* [Problem]: Output only the stretch of the listing that starts at the line containing "[(628, 278)]" and ends at the line containing "[(512, 401)]", reproduced exactly with both ends.
*** Opening of Exercise materials ***
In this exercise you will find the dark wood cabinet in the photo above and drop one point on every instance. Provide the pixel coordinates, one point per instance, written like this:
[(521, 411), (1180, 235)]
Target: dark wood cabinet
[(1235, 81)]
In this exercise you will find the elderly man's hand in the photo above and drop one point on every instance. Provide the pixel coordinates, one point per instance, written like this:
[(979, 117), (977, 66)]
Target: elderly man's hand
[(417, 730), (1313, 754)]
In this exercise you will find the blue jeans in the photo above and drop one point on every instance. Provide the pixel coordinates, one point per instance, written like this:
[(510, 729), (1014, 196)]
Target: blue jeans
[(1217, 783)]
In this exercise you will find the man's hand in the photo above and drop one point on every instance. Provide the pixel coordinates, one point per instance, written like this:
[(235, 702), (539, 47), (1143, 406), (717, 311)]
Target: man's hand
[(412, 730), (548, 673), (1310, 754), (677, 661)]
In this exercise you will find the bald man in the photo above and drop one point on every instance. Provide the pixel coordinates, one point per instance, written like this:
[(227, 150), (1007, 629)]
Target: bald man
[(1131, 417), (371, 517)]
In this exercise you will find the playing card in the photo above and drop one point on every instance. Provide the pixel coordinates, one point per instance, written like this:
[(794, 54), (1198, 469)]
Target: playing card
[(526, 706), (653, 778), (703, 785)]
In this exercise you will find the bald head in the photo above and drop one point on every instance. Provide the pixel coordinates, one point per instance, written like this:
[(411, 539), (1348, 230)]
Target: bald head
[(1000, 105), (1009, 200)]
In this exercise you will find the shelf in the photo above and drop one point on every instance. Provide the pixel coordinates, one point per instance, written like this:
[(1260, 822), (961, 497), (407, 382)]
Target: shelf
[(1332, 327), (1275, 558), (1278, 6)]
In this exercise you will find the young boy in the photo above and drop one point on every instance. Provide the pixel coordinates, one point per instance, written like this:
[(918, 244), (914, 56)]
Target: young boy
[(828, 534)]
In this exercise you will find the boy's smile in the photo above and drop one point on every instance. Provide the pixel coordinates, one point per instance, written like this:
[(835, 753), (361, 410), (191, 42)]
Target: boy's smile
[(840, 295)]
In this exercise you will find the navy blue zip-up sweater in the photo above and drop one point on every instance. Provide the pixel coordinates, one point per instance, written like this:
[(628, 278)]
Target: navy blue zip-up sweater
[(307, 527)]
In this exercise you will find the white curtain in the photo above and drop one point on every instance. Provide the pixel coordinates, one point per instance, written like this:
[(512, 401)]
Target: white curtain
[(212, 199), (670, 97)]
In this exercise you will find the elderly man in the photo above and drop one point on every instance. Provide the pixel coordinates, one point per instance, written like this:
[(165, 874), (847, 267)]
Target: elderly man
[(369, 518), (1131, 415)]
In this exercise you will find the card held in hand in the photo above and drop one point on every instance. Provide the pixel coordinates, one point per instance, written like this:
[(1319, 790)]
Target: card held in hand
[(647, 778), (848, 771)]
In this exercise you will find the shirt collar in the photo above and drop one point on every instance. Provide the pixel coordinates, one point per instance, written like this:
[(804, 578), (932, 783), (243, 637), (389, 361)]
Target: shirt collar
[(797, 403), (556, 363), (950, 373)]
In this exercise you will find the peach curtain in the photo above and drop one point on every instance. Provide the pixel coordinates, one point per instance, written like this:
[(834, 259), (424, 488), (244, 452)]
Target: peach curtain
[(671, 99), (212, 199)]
*** Close of Exercise materials ***
* [Answer for this exercise]:
[(628, 278)]
Target: navy blue zip-up sweater
[(307, 527)]
In this exercise you will find the white curtain in the photo above and drop one point on every instance. Provide the pixel coordinates, one point per instance, written like this:
[(512, 401)]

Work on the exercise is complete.